▼▼▼

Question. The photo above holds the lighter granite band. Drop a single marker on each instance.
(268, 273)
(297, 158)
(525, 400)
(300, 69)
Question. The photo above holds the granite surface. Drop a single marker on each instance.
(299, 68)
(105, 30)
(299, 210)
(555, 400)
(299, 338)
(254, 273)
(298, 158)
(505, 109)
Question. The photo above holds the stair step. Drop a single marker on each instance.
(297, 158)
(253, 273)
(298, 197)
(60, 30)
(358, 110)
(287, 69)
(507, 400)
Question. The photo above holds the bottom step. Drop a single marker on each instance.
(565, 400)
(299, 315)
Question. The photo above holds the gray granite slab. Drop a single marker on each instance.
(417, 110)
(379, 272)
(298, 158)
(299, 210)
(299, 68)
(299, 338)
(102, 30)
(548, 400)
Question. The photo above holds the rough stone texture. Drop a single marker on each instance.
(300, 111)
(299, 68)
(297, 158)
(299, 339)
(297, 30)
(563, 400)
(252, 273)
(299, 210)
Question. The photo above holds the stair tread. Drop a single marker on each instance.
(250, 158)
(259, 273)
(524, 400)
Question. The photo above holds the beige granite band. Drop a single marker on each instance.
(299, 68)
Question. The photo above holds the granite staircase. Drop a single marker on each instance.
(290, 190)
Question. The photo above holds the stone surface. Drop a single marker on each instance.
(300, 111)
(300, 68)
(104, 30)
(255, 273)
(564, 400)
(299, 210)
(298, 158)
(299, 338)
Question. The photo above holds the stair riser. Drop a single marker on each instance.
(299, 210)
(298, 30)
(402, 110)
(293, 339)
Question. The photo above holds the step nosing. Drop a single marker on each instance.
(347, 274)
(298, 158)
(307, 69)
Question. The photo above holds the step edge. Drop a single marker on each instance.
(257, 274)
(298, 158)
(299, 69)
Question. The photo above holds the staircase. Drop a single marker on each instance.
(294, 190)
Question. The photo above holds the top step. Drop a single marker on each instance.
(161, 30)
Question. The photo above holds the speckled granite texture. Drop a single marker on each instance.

▲▲▲
▼▼▼

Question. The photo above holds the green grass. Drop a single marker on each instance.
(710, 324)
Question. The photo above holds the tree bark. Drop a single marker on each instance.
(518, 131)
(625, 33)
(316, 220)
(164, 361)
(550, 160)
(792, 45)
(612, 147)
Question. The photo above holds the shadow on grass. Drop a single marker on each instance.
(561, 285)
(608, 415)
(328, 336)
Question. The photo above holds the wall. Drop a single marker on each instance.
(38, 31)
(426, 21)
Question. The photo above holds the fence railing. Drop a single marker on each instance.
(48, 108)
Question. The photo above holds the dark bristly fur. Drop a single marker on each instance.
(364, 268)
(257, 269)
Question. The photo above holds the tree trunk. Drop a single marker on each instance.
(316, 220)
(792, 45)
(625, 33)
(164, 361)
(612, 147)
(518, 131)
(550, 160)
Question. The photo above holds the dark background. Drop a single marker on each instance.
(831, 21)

▲▲▲

• What the task asks: Copy out each line of the data above, exactly, if it lies between the line holding "Question. The photo above holds the stone" and the line holding "Question. The photo above holds the speckled", inclusive; copy no other line.

• Answer for this exercise:
Question. The photo above holds the stone surface. Drop a single marker on each instance.
(300, 111)
(300, 68)
(104, 30)
(255, 273)
(564, 400)
(299, 210)
(298, 158)
(299, 338)
Question. The photo above holds the stair riser. Drop a single marker on each instance.
(299, 210)
(298, 30)
(402, 110)
(293, 339)
Question. The photo above holds the step nosing. Drop a single marker on each instance.
(347, 274)
(298, 158)
(307, 69)
Question. The photo above holds the step edge. Drop a single marker on each instance.
(257, 274)
(298, 158)
(299, 69)
Question. The photo above holds the staircase. Drop a single marker on each instance.
(294, 190)
Question. The photo above holds the top step. Drop a single marker on each instance.
(161, 30)
Question. The photo above holds the speckled granite texture. Drop a single marker on each instance.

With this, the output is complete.